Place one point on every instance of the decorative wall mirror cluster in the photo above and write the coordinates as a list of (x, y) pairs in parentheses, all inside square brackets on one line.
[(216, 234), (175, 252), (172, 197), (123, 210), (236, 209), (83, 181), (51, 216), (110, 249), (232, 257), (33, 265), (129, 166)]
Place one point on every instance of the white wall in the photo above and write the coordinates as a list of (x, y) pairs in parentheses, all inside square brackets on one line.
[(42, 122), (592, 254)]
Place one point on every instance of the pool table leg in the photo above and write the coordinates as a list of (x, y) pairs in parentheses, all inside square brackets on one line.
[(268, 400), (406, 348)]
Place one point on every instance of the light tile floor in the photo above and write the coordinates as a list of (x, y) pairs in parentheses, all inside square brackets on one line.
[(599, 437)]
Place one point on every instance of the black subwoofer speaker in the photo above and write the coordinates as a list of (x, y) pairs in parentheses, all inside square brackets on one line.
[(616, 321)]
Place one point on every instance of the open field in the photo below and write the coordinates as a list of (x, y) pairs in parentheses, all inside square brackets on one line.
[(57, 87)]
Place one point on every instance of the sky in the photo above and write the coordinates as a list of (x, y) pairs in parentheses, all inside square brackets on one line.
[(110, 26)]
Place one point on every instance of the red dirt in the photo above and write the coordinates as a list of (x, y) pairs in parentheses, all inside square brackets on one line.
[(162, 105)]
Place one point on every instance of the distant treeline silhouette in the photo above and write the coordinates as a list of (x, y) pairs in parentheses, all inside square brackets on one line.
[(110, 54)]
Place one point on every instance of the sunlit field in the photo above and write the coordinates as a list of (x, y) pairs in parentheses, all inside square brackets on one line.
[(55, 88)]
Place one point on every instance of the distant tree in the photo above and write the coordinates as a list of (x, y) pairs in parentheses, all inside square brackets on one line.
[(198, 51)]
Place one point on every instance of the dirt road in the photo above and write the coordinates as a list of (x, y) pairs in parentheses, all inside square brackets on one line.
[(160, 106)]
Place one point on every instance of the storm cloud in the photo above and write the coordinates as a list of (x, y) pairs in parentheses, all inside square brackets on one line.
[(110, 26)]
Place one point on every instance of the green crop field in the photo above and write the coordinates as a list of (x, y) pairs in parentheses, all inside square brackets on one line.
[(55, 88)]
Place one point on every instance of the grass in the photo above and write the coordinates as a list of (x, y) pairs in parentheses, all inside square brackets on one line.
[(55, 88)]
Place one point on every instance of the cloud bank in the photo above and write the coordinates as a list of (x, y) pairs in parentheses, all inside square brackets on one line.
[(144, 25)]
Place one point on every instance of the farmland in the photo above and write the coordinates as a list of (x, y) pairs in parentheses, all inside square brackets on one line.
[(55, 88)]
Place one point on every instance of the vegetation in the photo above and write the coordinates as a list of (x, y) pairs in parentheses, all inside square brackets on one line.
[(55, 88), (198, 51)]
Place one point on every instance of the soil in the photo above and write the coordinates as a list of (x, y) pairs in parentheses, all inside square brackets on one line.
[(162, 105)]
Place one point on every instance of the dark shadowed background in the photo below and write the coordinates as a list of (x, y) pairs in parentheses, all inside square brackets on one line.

_ _ _

> WHAT IS NEEDED
Lay out the data above as a Markdown table with the columns Row and Line. Give each nonblank line its own row, numbered in order, and omit blank lines.

> EXERCISE RESPONSE
| Row | Line |
|---|---|
| 1 | Place one point on every instance of the decorative wall mirror cluster in the photo above and write the coordinates as a list of (x, y) pairs in parentheses, all inside square brackets on one line. |
| 2 | [(216, 234), (175, 252), (172, 197), (123, 210), (236, 209), (83, 181), (51, 216), (110, 249), (232, 257), (33, 265), (129, 166)] |
| 3 | Place one point on every instance of the white wall in the photo above and write the coordinates as a list of (x, y) pairs in parentheses, all inside square brackets on one line. |
| 4 | [(42, 122), (592, 254)] |
| 5 | Place one point on every instance of the pool table leg in the photo above and write the coordinates as a list of (x, y) pairs in parentheses, all inside square brackets on one line. |
| 6 | [(268, 400), (406, 348)] |
| 7 | Place one point on every instance of the light tile floor in the photo above and write the coordinates as a list of (x, y) pairs in parentheses, all inside square brackets on one line. |
| 8 | [(599, 437)] |
| 9 | Place one point on every instance of the black subwoofer speaker in the photo above and write the coordinates as a list of (x, y) pairs in parentheses, all inside square brackets on one line. |
| 10 | [(616, 321)] |
| 11 | Place one point on every instance of the open field in the photo below and write the coordinates as a list of (x, y) pairs in parentheses, all inside square brackets on one line. |
| 12 | [(57, 87)] |
| 13 | Place one point on every instance of the sky in the photo above and write the coordinates as a list of (x, y) pairs in parentheses, all inside square brackets on one line. |
| 14 | [(110, 26)] |
| 15 | Place one point on every instance of the red dirt in the photo above and write the coordinates as a list of (x, y) pairs in parentheses, all inside square brackets on one line. |
| 16 | [(162, 105)] |
| 17 | Place one point on every instance of the distant treeline silhouette in the photo above and write the coordinates as a list of (x, y) pairs in parentheses, all inside square brackets on one line. |
| 18 | [(110, 54)] |
| 19 | Place one point on every instance of the sunlit field in the photo above and write the coordinates as a list of (x, y) pairs in parentheses, all inside square brackets on one line. |
| 20 | [(55, 88)] |
| 21 | Place one point on every instance of the distant tree in the photo above and write the coordinates as a list of (x, y) pairs in parentheses, all inside square brackets on one line. |
| 22 | [(198, 51)] |
| 23 | Place one point on every instance of the dirt road in the photo above and write the coordinates as a list of (x, y) pairs in parentheses, all inside square brackets on one line. |
| 24 | [(160, 106)] |
| 25 | Place one point on every instance of the storm cloud in the photo above and write the coordinates as a list of (x, y) pairs in parentheses, all inside square brackets on one line. |
| 26 | [(110, 26)] |
| 27 | Place one point on every instance of the green crop field in the photo above and write the coordinates as a list of (x, y) pairs in parentheses, all inside square brackets on one line. |
| 28 | [(55, 88)] |
| 29 | Place one point on every instance of the grass in the photo above and write the coordinates as a list of (x, y) pairs in parentheses, all inside square brackets on one line. |
| 30 | [(55, 88)] |
| 31 | Place one point on every instance of the cloud bank in the photo above and write the coordinates as a list of (x, y) pairs in parentheses, all inside square brackets on one line. |
| 32 | [(144, 25)] |
| 33 | Place one point on every instance of the farmland in the photo above and write the coordinates as a list of (x, y) pairs in parentheses, all inside square brackets on one line. |
| 34 | [(55, 88)] |
| 35 | Place one point on every instance of the vegetation in the photo above and write the coordinates as a list of (x, y) pairs in parentheses, all inside square brackets on one line. |
| 36 | [(55, 88), (198, 51)] |
| 37 | Place one point on every instance of the soil in the photo above and write the coordinates as a list of (x, y) pairs in parentheses, all inside square brackets on one line. |
| 38 | [(162, 105)] |
| 39 | Place one point on every instance of the dark shadowed background in the photo below and write the coordinates as a list of (x, y) pairs in parentheses, all inside square brackets on one line. |